§ **EXERCISE DESCRIPTION**: Among the entries below, retype exactly the lines starting with the one with "221L195 232L201 230V221L197" and going on through the one with "positive clicks: (263, 165)", but not the pictures.

(Stored data entries)
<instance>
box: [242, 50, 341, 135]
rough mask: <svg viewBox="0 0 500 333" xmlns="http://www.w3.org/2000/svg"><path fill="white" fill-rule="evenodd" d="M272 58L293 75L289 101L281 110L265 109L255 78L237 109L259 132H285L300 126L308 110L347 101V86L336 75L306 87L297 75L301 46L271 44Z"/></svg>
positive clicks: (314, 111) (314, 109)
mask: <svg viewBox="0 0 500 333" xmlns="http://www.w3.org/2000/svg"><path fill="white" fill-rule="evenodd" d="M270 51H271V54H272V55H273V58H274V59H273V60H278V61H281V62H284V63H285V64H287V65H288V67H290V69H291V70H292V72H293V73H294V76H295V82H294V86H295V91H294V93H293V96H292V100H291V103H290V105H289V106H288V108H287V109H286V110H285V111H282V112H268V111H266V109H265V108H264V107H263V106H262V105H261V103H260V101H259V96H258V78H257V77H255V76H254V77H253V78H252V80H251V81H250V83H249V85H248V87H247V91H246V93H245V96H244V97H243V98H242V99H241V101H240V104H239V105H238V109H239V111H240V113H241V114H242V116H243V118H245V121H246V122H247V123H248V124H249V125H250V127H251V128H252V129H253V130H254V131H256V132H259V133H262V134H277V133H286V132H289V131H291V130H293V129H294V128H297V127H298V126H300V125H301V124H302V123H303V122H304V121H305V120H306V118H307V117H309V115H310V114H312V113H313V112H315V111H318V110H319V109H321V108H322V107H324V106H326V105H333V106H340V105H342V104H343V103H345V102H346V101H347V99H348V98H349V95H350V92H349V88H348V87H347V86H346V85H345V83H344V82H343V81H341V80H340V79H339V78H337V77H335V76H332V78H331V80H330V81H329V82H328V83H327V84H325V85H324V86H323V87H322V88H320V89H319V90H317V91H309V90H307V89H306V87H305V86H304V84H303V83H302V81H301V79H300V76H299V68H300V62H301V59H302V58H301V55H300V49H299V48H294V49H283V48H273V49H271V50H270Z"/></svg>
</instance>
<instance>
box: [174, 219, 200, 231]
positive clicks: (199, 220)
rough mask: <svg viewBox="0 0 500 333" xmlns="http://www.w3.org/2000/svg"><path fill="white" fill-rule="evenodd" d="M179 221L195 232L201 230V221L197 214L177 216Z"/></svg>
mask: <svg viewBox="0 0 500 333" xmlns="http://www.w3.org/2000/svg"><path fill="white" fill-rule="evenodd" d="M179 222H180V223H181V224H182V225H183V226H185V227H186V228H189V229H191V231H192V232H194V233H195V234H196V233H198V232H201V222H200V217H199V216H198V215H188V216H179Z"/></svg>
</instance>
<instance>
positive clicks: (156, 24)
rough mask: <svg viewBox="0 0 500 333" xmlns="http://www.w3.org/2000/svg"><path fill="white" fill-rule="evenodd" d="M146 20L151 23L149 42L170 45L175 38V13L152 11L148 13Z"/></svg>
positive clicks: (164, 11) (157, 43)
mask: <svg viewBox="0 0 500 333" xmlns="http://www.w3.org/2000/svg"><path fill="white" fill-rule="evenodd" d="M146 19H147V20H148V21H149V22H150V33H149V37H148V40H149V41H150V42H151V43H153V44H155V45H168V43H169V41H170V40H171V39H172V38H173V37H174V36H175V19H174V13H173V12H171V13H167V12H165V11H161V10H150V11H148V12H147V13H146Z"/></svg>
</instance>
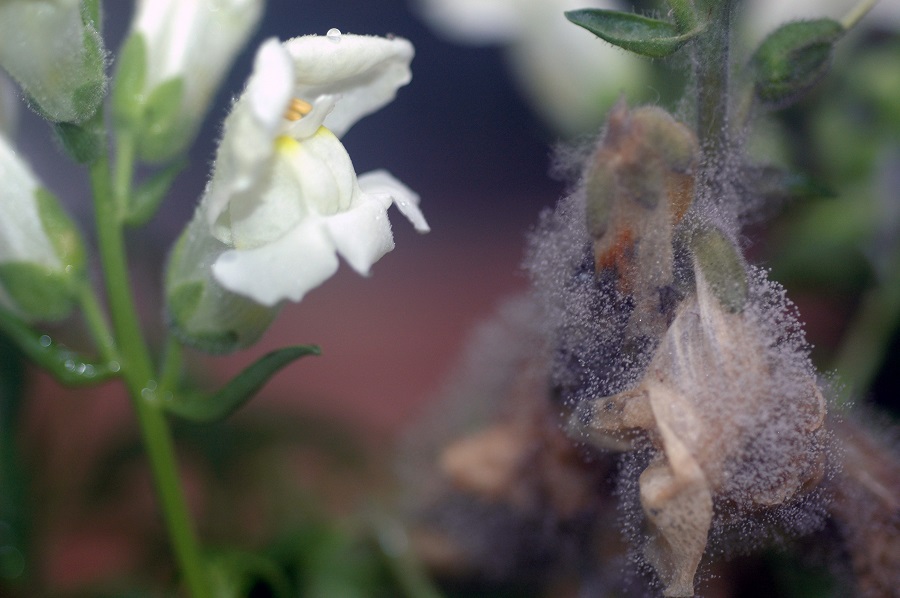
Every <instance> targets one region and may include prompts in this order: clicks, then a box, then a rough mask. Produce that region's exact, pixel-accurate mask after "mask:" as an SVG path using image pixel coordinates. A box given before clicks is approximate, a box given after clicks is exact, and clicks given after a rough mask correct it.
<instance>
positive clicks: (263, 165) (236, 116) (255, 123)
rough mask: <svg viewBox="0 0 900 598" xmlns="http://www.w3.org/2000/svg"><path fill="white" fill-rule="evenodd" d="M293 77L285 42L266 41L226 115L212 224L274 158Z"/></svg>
mask: <svg viewBox="0 0 900 598" xmlns="http://www.w3.org/2000/svg"><path fill="white" fill-rule="evenodd" d="M292 81H293V66H292V64H291V61H290V57H289V56H288V54H287V53H286V52H285V50H284V48H283V47H282V45H281V43H279V41H278V40H277V39H275V38H270V39H268V40H266V41H265V42H263V44H262V45H261V46H260V48H259V50H258V51H257V53H256V60H255V61H254V64H253V74H252V75H251V76H250V80H249V82H248V83H247V88H246V90H244V93H243V95H241V97H240V98H239V99H238V101H237V102H235V104H234V108H233V109H232V111H231V114H229V115H228V118H226V119H225V127H224V133H223V135H222V141H221V143H220V144H219V151H218V154H217V155H216V167H215V172H214V173H213V178H212V180H211V181H210V184H209V189H208V191H207V194H208V195H209V200H208V204H207V206H206V218H207V223H208V224H209V226H210V227H212V226H214V225H215V223H216V221H217V220H218V219H219V216H221V215H222V212H224V211H225V209H226V208H227V206H228V202H229V201H230V200H231V198H232V197H233V196H234V195H235V194H237V193H240V192H242V191H246V190H247V189H249V188H250V187H252V186H254V184H255V183H256V182H257V179H258V177H259V174H260V170H261V169H262V167H263V166H264V165H265V164H266V163H268V162H269V161H270V160H271V157H272V154H273V153H274V151H275V143H274V141H275V137H276V136H277V135H278V132H279V129H280V128H281V123H282V121H283V120H284V119H283V116H284V111H285V109H286V107H287V105H288V103H289V102H290V100H291V84H292Z"/></svg>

§ **OUTPUT FOR THIS EXERCISE**:
rough mask: <svg viewBox="0 0 500 333" xmlns="http://www.w3.org/2000/svg"><path fill="white" fill-rule="evenodd" d="M179 221L195 232L201 230V221L197 214L177 216Z"/></svg>
mask: <svg viewBox="0 0 500 333" xmlns="http://www.w3.org/2000/svg"><path fill="white" fill-rule="evenodd" d="M179 222H180V223H181V224H182V225H183V226H185V227H186V228H189V229H191V231H192V232H194V233H195V234H196V233H198V232H201V222H200V217H199V216H198V215H188V216H179Z"/></svg>
</instance>
<instance>
positive clicks: (156, 24)
rough mask: <svg viewBox="0 0 500 333" xmlns="http://www.w3.org/2000/svg"><path fill="white" fill-rule="evenodd" d="M146 20L151 23L149 42L170 45L175 38V13L152 11L148 13Z"/></svg>
positive clicks: (164, 11) (157, 43)
mask: <svg viewBox="0 0 500 333" xmlns="http://www.w3.org/2000/svg"><path fill="white" fill-rule="evenodd" d="M146 19H147V20H148V21H149V22H150V33H149V37H148V40H149V41H150V42H151V43H153V44H155V45H168V43H169V41H170V40H171V39H172V38H173V37H174V36H175V19H174V13H173V12H171V13H167V12H165V11H161V10H150V11H148V12H147V13H146Z"/></svg>
</instance>
Every <instance> targets one region and may include prompts in this order: clicks, then a box, then a rough mask. Produce that region's exact, pixel-accurate mask after "mask:" as an SVG path using image pixel coordinates. A box given before clicks is approximate, a box given after clicks is exact, and clicks given after a rough mask correct it.
<instance>
positive clicks: (263, 165) (236, 116) (255, 123)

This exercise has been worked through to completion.